(A run of records)
* Start *

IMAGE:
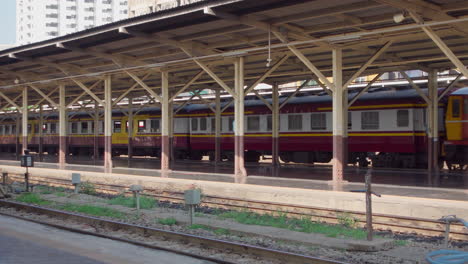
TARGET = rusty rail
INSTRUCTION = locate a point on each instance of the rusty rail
(223, 245)
(421, 226)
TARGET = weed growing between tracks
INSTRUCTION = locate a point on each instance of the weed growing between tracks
(145, 202)
(305, 225)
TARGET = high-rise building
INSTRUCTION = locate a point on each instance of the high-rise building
(38, 20)
(142, 7)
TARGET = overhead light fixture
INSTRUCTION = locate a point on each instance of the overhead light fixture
(398, 18)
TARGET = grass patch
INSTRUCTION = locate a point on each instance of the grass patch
(198, 226)
(302, 225)
(32, 198)
(167, 221)
(87, 188)
(221, 231)
(60, 194)
(145, 202)
(401, 243)
(92, 210)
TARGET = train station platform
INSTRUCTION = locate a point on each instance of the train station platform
(447, 186)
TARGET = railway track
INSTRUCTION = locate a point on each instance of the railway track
(103, 225)
(420, 226)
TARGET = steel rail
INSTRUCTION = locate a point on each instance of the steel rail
(421, 226)
(239, 248)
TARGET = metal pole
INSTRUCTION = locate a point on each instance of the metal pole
(218, 127)
(240, 173)
(165, 124)
(107, 124)
(337, 117)
(130, 132)
(275, 126)
(62, 127)
(41, 134)
(24, 120)
(369, 226)
(96, 132)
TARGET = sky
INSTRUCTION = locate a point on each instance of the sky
(7, 21)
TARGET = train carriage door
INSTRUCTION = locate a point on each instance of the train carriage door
(454, 118)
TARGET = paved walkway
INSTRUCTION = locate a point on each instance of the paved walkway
(26, 242)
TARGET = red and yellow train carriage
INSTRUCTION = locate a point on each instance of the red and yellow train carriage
(387, 128)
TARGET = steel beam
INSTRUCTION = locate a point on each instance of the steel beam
(24, 120)
(338, 120)
(165, 122)
(107, 124)
(240, 174)
(62, 128)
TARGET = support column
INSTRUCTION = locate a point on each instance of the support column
(240, 173)
(17, 132)
(62, 127)
(338, 120)
(433, 123)
(275, 126)
(41, 134)
(96, 133)
(24, 120)
(165, 124)
(107, 124)
(130, 132)
(218, 127)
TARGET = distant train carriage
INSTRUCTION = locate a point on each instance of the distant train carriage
(387, 128)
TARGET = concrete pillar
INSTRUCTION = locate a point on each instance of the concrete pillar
(275, 126)
(130, 132)
(338, 120)
(17, 132)
(108, 124)
(96, 133)
(433, 123)
(165, 124)
(218, 127)
(62, 127)
(24, 120)
(41, 134)
(240, 173)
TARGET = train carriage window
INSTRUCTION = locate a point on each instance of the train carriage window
(213, 125)
(350, 120)
(117, 127)
(141, 126)
(253, 123)
(84, 128)
(456, 108)
(231, 124)
(465, 106)
(53, 128)
(370, 120)
(74, 128)
(402, 118)
(155, 125)
(295, 122)
(318, 121)
(203, 123)
(194, 124)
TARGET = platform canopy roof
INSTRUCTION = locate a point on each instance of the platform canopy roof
(197, 42)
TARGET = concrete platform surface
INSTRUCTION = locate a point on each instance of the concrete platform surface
(427, 208)
(26, 242)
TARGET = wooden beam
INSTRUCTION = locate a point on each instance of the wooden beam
(368, 63)
(146, 87)
(266, 74)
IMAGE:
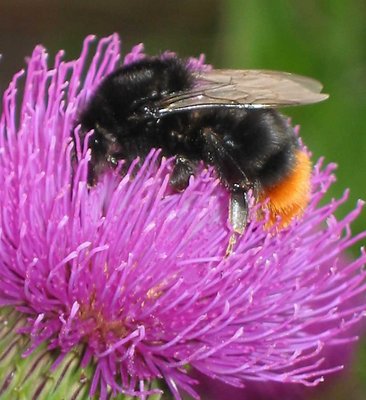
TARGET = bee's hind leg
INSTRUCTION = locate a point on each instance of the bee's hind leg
(184, 168)
(238, 210)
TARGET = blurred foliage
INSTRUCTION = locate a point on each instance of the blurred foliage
(324, 39)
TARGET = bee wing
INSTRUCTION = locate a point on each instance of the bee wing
(245, 89)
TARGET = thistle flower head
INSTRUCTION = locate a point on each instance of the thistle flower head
(137, 276)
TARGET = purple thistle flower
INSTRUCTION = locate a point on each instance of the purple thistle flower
(138, 275)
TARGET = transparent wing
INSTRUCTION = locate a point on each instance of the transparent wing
(245, 89)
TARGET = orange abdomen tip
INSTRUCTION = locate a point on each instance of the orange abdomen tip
(289, 198)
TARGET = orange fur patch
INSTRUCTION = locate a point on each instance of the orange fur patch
(289, 198)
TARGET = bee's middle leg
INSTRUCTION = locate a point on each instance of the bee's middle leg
(184, 168)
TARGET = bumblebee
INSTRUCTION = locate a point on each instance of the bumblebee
(225, 118)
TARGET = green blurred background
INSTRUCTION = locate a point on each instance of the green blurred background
(325, 39)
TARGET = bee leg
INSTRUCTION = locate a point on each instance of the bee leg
(183, 170)
(238, 210)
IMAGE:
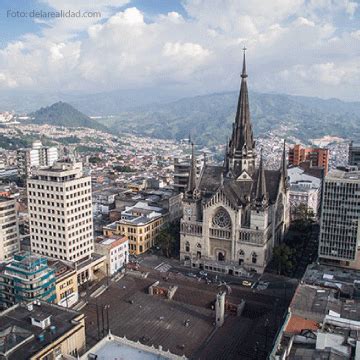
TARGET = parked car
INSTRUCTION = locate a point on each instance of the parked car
(191, 275)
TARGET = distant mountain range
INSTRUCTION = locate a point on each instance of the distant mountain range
(207, 118)
(63, 114)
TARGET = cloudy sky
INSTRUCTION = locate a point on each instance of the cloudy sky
(303, 47)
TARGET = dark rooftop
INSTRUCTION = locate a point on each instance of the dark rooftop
(154, 320)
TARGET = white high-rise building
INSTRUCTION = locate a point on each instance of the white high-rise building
(339, 241)
(60, 212)
(37, 156)
(9, 229)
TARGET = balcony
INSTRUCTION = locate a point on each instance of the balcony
(255, 237)
(220, 233)
(191, 228)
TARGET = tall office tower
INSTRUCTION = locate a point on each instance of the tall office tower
(9, 229)
(37, 156)
(354, 154)
(60, 212)
(316, 156)
(340, 219)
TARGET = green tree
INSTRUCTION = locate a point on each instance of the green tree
(168, 239)
(94, 160)
(283, 258)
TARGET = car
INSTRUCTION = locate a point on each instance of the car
(191, 275)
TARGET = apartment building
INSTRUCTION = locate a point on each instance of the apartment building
(305, 189)
(318, 157)
(41, 331)
(9, 229)
(60, 212)
(354, 154)
(116, 250)
(140, 223)
(66, 284)
(35, 157)
(339, 241)
(27, 277)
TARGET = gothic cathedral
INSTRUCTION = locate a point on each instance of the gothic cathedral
(236, 213)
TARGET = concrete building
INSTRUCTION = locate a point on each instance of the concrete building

* End *

TASK TO COMPLETE
Transcribe the records above exactly as they appear, leaving out any pictures.

REPLY TO THE TASK
IMAGE:
TARGET = rusty rail
INSTRUCTION = locate a point on each instance of the rusty rail
(223, 245)
(421, 226)
TARGET = weed growing between tracks
INSTRUCTION = locate a point on each instance of the weed growing between tracks
(145, 202)
(305, 225)
TARGET = high-rise building
INSTRUCTION = locate a point on each instance of the high-rise building
(38, 20)
(142, 7)
TARGET = overhead light fixture
INSTRUCTION = locate a point on each instance of the overhead light fixture
(398, 18)
TARGET = grass patch
INSTRUCTION = locate a point on each instance of the grass patch
(198, 226)
(302, 225)
(32, 198)
(167, 221)
(87, 188)
(221, 231)
(60, 194)
(145, 202)
(401, 243)
(92, 210)
TARGET = train station platform
INSTRUCTION = locate a point on each instance of the train station platform
(447, 186)
TARGET = railway track
INSTRUCTION = locate a point on each instance of the railway track
(103, 225)
(420, 226)
TARGET = steel rail
INSTRUCTION = locate a point on each instance of the steel rail
(421, 226)
(239, 248)
TARGET = metal pole
INSTRUCTION = locate a point on each instance of the metal pole
(218, 127)
(240, 173)
(165, 124)
(107, 124)
(337, 117)
(130, 132)
(275, 126)
(62, 127)
(41, 134)
(24, 120)
(369, 226)
(96, 132)
TARGET = sky
INSTRUCTION = locate a point on each instance of the sky
(7, 21)
TARGET = train carriage door
INSTRUCTION = locate a point on each instance of the train carriage door
(454, 118)
TARGET = paved walkway
INSTRUCTION = locate a point on each instance of the paved walkway
(26, 242)
TARGET = red and yellow train carriage
INSTRUCTION = locate a point on each instance of the red and yellow train carriage
(387, 128)
TARGET = steel beam
INSTRUCTION = locate a point on each instance of the steel beam
(24, 120)
(338, 120)
(165, 122)
(107, 124)
(240, 174)
(62, 128)
TARGET = support column
INSTRUCTION = locate a point on each instance of the support column
(240, 173)
(17, 132)
(62, 127)
(338, 120)
(433, 123)
(275, 126)
(41, 134)
(96, 133)
(24, 120)
(165, 124)
(107, 124)
(130, 132)
(218, 127)
TARGET = distant train carriage
INSTRUCTION = locate a point on each instance of the distant train carriage
(387, 128)
TARGET = concrete pillar
INSTRUCTION = locate a point on each instance of the concrete pillar
(275, 126)
(130, 132)
(338, 120)
(17, 132)
(108, 124)
(96, 133)
(433, 123)
(165, 124)
(218, 127)
(62, 127)
(24, 120)
(41, 134)
(240, 173)
TARGET = train carriage window
INSTRUCTION = locate a point on each instance of the train carriage window
(213, 125)
(350, 120)
(117, 127)
(141, 126)
(253, 123)
(84, 128)
(456, 108)
(231, 124)
(465, 106)
(53, 128)
(370, 120)
(74, 128)
(402, 118)
(155, 125)
(295, 122)
(318, 121)
(203, 123)
(194, 124)
TARGET = platform canopy roof
INSTRUCTION = locate a point on each instance of the platform canopy roof
(197, 42)
TARGET = concrete platform surface
INSTRUCTION = locate a point on each instance of the concrete platform surface
(427, 208)
(26, 242)
TARGET = wooden beam
INSTRUCTION = locate a point on each instance of the wooden beam
(368, 63)
(146, 87)
(266, 74)
IMAGE:
TARGET = bee's hind leg
INSTRUCTION = locate a point on each instance of the bee's hind leg
(184, 168)
(238, 210)
TARGET = blurred foliage
INSTRUCTION = locate a point on each instance of the blurred foliage
(324, 39)
TARGET = bee wing
INSTRUCTION = locate a point on each instance of the bee wing
(245, 89)
TARGET = thistle flower head
INSTRUCTION = locate a point on each instance of the thistle flower head
(137, 276)
TARGET = purple thistle flower
INSTRUCTION = locate a point on each instance of the purple thistle flower
(138, 275)
TARGET = transparent wing
INSTRUCTION = locate a point on each instance of the transparent wing
(245, 89)
TARGET = orange abdomen tip
INSTRUCTION = locate a point on each instance of the orange abdomen tip
(289, 198)
TARGET = orange fur patch
INSTRUCTION = locate a point on each instance of the orange fur patch
(289, 198)
TARGET = bee's middle leg
INSTRUCTION = locate a point on each instance of the bee's middle leg
(184, 168)
TARGET = bumblebee
INSTRUCTION = locate a point on each instance of the bumblebee
(225, 118)
TARGET = green blurred background
INSTRUCTION = locate a point on each instance of the green blurred background
(325, 39)
TARGET = bee leg
INSTRUCTION = locate a point on each instance of the bee leg
(183, 170)
(238, 210)
IMAGE:
TARGET = parked car
INSTRUCTION = locate a point on each instance of the parked car
(191, 275)
TARGET = distant mountain range
INSTRUCTION = locate a point on each instance of the distant mountain range
(207, 118)
(63, 114)
TARGET = cloudy sky
INSTRUCTION = locate a point on each instance of the cloudy sky
(303, 47)
TARGET = dark rooftop
INSTRUCTION = locate a point on each instance of the dark rooftop
(154, 320)
TARGET = white high-rise building
INSTRUCTION = locate a point on each instance of the white high-rise building
(339, 241)
(60, 212)
(37, 156)
(9, 229)
TARGET = balcony
INSTRUCTION = locate a point on each instance of the balcony
(255, 237)
(220, 233)
(191, 228)
TARGET = tall office tower
INSTRUCTION = locate a point on each instance of the tall office tower
(9, 229)
(37, 156)
(354, 154)
(60, 212)
(316, 156)
(340, 219)
TARGET = green tree
INSTRUCTION = locate a point on each instance of the green tree
(168, 239)
(94, 160)
(283, 258)
TARGET = car
INSTRUCTION = locate a point on each instance of the car
(191, 275)
TARGET = apartment building
INSTRUCTION = locate a point on each instance of the apartment building
(305, 189)
(318, 157)
(41, 331)
(9, 229)
(60, 212)
(354, 154)
(116, 250)
(140, 223)
(66, 284)
(35, 157)
(339, 241)
(27, 277)
TARGET = gothic cathedral
INSTRUCTION = locate a point on each instance of the gothic cathedral
(236, 213)
TARGET = concrete building
INSTRUCTION = locate a point on each instance of the concrete building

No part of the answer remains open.